## Start EXCERPT PROVIDED

Langevin dynamics, large deviations and instantons for the quasi-geostrophic model and two-dimensional Euler equations

Abstract

We investigate a class of simple models for Langevin dynamics of turbulent flows, including the one-layer quasi-geostrophic equation and the two-dimensional Euler equations. Starting from a path integral representation of the transition probability, we compute the most probable fluctuation paths from one attractor to any state within its basin of attraction. We prove that such fluctuation paths are the time reversed trajectories of the relaxation paths for a corresponding dual dynamics, which are also within the framework of quasi-geostrophic Langevin dynamics. Cases with or without detailed balance are studied. We discuss a specific example for which the stationary measure displays either a second order (continuous) or a first order (discontinuous) phase transition and a tricritical point. In situations where a first order phase transition is observed, the dynamics are bistable. Then, the transition paths between two coexisting attractors are instantons (fluctuation paths from an attractor to a saddle), which are related to the relaxation paths of the corresponding dual dynamics. For this example, we show how one can analytically determine the instantons and compute the transition probabilities for rare transitions between two attractors.

## End EXCERPT PROVIDED

### GIVEN PROBLEM 1
Count the lines of the records that contain the string "shirt", treating uppercase and lowercase as different, and give only the number.
The records have no connection to the abstract on Langevin dynamics.

## Start GIVEN RECORDS

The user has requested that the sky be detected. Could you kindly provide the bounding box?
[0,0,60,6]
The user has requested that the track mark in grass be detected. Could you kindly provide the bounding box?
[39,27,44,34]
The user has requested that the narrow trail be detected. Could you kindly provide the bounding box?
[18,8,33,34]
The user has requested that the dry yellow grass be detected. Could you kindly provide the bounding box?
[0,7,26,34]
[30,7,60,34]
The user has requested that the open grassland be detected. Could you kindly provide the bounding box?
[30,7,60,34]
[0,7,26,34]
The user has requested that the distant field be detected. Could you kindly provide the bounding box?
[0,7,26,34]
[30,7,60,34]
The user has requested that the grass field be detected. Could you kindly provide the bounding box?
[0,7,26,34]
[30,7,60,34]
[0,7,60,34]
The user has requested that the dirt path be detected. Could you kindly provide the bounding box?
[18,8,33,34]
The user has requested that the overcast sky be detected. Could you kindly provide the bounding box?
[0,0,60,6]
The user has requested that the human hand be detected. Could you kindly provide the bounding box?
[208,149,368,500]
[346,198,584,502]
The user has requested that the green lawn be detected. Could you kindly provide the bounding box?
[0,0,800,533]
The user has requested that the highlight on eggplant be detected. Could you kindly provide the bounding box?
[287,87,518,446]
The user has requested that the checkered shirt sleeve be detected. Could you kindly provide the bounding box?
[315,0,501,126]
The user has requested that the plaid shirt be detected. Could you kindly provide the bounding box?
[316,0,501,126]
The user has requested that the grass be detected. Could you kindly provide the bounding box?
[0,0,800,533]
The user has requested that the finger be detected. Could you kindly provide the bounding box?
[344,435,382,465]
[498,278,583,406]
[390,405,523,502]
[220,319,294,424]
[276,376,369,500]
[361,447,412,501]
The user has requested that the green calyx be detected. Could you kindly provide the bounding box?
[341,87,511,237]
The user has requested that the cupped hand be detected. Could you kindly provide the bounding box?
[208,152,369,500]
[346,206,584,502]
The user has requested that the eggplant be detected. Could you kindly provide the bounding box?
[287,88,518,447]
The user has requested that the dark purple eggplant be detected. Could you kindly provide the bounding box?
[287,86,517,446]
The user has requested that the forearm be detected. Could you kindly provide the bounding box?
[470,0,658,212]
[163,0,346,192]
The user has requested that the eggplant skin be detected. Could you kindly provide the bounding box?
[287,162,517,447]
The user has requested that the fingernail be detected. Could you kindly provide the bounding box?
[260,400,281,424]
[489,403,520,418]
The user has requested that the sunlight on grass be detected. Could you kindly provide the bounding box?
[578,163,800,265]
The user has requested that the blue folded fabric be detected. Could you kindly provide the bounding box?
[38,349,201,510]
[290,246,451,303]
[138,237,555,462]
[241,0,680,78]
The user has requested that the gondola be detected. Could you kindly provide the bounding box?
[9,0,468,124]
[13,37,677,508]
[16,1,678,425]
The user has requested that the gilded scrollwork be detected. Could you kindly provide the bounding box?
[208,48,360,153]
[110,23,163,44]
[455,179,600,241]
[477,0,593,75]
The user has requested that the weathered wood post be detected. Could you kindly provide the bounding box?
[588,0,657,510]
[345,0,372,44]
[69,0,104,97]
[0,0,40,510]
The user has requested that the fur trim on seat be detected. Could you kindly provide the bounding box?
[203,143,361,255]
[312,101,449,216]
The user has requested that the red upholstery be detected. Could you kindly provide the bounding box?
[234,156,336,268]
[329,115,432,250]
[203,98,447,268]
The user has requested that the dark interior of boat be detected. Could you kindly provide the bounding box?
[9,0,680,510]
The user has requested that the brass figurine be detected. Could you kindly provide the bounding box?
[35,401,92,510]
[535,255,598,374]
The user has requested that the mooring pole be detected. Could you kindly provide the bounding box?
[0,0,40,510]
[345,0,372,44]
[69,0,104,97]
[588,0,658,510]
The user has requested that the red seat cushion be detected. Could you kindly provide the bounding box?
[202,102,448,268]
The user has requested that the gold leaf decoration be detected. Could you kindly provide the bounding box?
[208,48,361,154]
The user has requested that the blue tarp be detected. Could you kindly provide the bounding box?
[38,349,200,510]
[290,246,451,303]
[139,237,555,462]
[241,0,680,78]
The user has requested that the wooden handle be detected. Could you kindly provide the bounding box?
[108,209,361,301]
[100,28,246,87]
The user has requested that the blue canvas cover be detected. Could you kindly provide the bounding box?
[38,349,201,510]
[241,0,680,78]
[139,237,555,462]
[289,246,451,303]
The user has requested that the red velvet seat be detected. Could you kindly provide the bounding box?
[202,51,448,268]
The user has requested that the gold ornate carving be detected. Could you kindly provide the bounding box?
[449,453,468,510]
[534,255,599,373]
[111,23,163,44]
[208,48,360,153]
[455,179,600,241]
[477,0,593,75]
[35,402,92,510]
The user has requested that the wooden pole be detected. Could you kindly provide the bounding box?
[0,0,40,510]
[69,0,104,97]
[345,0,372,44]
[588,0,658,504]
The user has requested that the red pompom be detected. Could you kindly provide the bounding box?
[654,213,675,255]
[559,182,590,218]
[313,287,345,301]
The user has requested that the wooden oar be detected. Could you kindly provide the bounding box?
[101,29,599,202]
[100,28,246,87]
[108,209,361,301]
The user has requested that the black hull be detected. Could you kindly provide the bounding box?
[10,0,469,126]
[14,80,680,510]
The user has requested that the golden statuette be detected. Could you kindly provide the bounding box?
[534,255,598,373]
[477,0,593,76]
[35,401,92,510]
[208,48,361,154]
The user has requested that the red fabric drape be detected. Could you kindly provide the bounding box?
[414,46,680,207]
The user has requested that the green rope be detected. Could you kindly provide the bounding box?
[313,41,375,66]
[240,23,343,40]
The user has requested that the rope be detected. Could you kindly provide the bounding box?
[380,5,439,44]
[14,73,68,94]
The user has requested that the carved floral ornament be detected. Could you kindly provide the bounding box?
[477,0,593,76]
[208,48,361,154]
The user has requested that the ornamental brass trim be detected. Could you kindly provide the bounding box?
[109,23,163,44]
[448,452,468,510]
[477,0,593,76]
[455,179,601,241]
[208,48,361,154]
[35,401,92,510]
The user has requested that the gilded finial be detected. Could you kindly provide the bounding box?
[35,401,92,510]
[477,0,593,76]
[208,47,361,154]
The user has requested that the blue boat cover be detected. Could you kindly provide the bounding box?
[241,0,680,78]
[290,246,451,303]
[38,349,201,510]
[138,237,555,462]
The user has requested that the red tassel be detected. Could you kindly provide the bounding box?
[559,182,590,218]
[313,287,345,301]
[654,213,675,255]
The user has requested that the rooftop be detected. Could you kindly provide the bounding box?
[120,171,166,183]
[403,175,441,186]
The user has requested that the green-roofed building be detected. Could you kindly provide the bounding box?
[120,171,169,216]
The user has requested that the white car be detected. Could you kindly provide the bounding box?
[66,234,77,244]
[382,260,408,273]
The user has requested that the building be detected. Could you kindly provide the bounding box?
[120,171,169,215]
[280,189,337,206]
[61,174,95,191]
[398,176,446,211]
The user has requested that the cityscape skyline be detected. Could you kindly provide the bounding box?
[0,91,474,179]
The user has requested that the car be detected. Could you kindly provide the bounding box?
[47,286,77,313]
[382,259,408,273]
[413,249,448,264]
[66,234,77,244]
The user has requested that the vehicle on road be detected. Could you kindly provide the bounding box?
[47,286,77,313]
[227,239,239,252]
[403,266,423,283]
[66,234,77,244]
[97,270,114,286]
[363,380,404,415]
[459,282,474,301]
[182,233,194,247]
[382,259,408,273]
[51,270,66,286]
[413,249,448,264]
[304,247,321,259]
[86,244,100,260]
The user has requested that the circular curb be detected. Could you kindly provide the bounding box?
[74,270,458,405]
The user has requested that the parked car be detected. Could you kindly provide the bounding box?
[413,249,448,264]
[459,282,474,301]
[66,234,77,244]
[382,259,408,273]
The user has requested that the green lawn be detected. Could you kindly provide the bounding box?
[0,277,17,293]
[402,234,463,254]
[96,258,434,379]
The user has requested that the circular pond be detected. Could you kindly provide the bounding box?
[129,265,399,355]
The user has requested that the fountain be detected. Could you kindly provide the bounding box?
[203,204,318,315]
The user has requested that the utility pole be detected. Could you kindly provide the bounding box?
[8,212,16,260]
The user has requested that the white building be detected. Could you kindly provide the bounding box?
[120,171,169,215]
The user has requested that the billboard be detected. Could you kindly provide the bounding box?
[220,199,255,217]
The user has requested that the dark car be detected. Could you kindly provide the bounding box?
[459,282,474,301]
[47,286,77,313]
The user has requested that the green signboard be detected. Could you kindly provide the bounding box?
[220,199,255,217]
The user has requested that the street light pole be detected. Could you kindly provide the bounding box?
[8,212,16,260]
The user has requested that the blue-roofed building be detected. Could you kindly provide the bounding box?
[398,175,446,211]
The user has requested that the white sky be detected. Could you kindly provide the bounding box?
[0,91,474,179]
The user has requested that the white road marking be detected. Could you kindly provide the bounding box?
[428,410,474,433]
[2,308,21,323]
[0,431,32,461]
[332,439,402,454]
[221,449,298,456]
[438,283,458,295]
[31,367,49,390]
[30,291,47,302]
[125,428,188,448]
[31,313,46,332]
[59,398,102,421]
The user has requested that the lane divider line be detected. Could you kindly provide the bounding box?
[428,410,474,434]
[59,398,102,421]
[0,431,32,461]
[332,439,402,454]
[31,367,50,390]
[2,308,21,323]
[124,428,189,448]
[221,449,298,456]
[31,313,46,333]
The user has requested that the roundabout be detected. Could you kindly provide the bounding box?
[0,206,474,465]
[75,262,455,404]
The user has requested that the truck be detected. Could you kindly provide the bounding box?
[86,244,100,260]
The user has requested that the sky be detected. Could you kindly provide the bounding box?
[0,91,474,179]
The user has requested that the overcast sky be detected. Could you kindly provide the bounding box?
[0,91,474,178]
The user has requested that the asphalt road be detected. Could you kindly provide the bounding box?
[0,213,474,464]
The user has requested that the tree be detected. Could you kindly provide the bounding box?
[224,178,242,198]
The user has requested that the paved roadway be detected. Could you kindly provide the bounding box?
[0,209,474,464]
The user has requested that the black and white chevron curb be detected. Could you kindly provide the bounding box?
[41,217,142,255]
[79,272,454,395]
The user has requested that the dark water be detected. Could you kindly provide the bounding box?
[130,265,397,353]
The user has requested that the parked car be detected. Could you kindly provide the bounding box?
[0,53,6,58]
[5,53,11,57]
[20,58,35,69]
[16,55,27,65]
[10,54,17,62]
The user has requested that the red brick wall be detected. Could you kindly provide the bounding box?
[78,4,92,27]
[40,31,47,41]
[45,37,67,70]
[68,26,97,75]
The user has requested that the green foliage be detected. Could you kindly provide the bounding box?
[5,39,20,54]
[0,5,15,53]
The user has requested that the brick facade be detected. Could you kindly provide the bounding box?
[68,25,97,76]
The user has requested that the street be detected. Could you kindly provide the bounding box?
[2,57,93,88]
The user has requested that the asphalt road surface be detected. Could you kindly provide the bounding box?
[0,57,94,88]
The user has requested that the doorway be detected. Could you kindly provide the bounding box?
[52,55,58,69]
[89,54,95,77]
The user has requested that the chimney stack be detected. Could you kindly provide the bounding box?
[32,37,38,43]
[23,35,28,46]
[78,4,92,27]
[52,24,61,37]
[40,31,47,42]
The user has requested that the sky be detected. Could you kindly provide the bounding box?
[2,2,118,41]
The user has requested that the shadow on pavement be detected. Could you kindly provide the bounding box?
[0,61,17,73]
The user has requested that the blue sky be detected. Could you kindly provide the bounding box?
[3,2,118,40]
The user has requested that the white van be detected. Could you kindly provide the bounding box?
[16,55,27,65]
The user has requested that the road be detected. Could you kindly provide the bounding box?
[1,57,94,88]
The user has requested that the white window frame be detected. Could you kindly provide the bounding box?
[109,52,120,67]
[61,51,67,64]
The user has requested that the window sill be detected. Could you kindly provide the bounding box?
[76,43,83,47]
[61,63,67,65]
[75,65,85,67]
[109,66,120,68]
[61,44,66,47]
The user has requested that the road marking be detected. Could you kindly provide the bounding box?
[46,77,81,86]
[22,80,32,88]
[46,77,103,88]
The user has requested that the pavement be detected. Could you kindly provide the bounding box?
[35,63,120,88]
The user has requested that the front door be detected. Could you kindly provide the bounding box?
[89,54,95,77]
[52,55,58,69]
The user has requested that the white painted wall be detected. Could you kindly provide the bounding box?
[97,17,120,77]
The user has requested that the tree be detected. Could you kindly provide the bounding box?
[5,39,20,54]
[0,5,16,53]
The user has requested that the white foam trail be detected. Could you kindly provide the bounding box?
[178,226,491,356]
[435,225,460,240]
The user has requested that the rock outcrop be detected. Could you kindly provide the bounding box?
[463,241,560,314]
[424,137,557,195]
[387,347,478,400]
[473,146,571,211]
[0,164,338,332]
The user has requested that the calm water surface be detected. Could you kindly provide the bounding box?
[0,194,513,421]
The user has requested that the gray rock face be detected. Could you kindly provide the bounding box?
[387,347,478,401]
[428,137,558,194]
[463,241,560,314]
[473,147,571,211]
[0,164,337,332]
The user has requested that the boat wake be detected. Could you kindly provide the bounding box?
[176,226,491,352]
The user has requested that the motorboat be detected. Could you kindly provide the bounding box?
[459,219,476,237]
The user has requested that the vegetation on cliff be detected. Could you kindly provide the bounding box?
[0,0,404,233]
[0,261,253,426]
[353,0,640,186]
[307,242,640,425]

## End GIVEN RECORDS

### GIVEN PROBLEM 2
Reproduce the abstract on Langevin dynamics in full, word for word.

### ANSWER 1
2

### ANSWER 2
Langevin dynamics, large deviations and instantons for the quasi-geostrophic model and two-dimensional Euler equations

Abstract

We investigate a class of simple models for Langevin dynamics of turbulent flows, including the one-layer quasi-geostrophic equation and the two-dimensional Euler equations. Starting from a path integral representation of the transition probability, we compute the most probable fluctuation paths from one attractor to any state within its basin of attraction. We prove that such fluctuation paths are the time reversed trajectories of the relaxation paths for a corresponding dual dynamics, which are also within the framework of quasi-geostrophic Langevin dynamics. Cases with or without detailed balance are studied. We discuss a specific example for which the stationary measure displays either a second order (continuous) or a first order (discontinuous) phase transition and a tricritical point. In situations where a first order phase transition is observed, the dynamics are bistable. Then, the transition paths between two coexisting attractors are instantons (fluctuation paths from an attractor to a saddle), which are related to the relaxation paths of the corresponding dual dynamics. For this example, we show how one can analytically determine the instantons and compute the transition probabilities for rare transitions between two attractors.